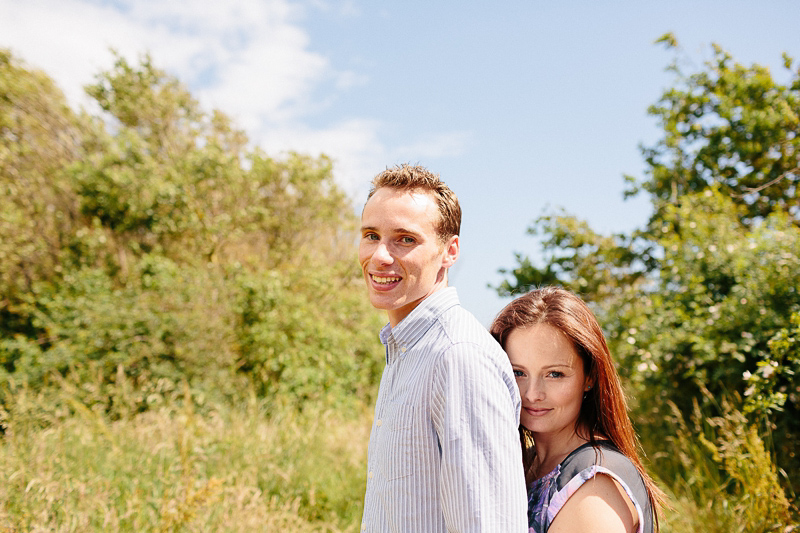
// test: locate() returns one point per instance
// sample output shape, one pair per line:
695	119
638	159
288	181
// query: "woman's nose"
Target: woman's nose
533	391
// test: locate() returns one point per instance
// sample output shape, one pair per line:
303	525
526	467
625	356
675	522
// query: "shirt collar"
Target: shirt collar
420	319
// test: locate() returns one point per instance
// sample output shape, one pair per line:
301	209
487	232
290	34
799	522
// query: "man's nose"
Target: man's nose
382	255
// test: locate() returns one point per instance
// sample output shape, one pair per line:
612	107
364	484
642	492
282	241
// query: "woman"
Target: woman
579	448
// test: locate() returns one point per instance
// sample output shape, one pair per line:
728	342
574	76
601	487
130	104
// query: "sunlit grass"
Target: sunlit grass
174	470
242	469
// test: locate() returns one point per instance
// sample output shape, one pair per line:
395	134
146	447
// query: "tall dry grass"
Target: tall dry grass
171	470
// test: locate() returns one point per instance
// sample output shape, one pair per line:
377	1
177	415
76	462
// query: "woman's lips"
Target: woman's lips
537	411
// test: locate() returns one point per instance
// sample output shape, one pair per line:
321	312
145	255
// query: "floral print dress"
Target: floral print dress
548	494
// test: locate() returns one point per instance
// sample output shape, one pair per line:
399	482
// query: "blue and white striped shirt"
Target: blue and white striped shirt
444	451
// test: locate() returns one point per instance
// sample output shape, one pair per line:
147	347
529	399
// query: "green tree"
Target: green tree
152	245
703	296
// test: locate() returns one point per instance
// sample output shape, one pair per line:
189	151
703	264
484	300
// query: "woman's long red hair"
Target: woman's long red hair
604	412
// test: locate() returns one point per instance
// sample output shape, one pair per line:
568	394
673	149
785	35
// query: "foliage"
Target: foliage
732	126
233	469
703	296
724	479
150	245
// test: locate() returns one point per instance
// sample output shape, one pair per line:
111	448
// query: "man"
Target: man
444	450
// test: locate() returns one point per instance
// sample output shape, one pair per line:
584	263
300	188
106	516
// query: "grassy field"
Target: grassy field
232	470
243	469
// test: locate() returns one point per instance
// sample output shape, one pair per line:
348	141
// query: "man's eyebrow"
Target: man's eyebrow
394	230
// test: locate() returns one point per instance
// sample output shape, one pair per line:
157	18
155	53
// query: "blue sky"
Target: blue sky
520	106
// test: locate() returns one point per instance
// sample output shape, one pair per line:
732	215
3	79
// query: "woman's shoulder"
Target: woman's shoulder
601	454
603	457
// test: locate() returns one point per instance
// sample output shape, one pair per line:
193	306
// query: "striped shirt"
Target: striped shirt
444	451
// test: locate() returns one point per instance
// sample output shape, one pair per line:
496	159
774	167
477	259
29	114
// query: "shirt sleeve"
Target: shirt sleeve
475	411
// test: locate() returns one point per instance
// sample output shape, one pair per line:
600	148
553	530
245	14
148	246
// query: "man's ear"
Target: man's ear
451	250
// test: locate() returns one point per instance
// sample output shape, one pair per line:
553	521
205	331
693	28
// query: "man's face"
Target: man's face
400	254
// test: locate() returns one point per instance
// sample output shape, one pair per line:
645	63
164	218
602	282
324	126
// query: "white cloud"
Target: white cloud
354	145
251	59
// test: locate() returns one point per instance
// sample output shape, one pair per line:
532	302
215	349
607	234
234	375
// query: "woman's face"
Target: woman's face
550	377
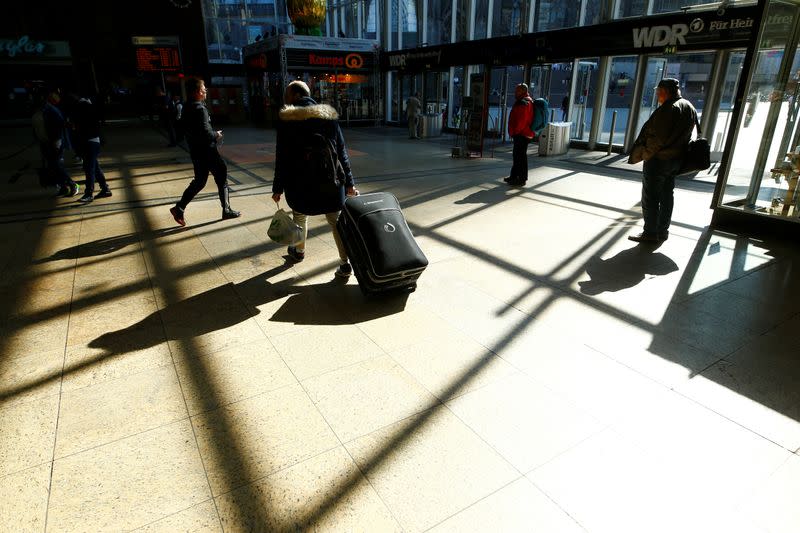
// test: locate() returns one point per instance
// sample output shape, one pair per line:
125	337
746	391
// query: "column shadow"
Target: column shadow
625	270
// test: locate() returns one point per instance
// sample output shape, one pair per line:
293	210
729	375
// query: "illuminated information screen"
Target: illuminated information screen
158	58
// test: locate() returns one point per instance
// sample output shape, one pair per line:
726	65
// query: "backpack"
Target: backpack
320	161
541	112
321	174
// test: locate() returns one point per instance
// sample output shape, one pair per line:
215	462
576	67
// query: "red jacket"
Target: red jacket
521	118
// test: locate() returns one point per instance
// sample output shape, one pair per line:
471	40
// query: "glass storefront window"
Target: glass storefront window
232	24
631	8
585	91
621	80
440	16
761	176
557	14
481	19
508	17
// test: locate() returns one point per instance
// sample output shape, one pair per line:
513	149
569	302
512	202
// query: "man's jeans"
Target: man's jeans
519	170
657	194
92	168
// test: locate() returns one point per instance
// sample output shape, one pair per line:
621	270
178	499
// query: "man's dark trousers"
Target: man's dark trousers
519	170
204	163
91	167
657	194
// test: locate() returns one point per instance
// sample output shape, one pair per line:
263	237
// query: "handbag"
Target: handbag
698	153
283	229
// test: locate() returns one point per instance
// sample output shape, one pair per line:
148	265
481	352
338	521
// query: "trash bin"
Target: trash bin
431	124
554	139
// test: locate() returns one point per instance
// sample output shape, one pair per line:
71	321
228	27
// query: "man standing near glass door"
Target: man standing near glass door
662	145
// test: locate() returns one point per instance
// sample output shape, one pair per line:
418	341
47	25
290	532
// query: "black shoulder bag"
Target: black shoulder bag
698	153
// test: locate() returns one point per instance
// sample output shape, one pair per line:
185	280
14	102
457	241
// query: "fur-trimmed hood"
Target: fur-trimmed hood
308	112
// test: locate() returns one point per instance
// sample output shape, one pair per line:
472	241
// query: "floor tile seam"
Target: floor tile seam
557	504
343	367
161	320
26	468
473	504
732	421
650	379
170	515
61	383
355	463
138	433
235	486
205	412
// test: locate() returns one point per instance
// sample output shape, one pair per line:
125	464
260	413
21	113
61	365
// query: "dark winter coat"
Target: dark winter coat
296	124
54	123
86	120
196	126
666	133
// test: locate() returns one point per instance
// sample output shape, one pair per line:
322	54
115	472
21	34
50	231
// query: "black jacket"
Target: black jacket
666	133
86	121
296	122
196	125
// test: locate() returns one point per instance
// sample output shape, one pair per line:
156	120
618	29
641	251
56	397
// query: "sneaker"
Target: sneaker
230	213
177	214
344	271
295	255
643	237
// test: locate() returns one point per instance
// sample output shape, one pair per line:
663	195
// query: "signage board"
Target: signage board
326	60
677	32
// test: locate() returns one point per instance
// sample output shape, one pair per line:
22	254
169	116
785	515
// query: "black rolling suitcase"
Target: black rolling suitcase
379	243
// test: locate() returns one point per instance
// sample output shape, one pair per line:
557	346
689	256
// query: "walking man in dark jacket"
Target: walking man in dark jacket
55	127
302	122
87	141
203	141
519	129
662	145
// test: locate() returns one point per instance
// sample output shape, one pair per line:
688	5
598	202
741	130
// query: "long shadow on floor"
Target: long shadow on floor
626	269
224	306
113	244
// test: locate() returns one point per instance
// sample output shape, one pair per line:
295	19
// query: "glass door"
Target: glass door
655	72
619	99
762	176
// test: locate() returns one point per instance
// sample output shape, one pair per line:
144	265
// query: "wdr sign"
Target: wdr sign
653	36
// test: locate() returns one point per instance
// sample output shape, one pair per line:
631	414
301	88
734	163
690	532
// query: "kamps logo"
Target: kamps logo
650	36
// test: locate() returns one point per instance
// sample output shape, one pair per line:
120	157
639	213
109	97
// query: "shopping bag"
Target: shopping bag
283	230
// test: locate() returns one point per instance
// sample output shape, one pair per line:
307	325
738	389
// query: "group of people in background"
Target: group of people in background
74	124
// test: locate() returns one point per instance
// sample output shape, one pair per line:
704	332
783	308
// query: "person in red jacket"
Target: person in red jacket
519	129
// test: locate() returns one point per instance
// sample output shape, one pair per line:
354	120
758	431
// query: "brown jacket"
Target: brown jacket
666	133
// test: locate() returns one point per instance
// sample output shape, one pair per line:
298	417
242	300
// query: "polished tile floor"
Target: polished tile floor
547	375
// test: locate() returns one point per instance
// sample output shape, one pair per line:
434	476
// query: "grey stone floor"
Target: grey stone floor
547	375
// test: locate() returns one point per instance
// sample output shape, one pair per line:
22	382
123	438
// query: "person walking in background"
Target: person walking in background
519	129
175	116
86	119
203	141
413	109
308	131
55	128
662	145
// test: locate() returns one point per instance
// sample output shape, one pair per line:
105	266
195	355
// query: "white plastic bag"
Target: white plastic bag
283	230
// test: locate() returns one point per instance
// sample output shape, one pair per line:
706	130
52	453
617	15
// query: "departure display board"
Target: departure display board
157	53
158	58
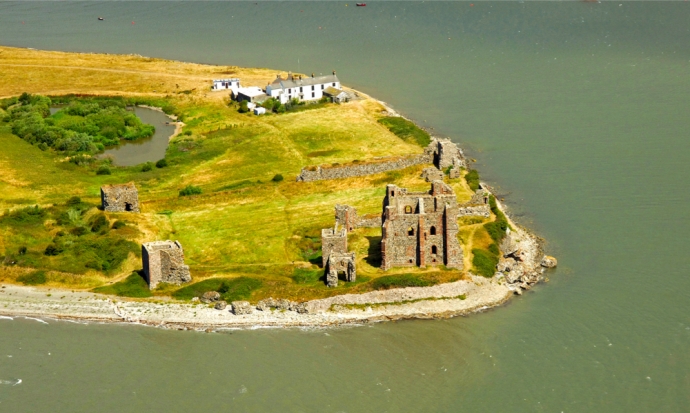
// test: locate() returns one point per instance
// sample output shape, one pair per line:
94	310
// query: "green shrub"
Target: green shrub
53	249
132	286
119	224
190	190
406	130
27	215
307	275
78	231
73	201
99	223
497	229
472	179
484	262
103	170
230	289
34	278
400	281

+++++

## Consignes de travail
Repérez dans la liste ci-dessus chaque ligne qui contient la chaîne « trimmed » et recopiez-la. Respectez la distinction entre majuscules et minuscules.

## Réponse attendue
// query: "fur-trimmed hood"
Target: fur-trimmed hood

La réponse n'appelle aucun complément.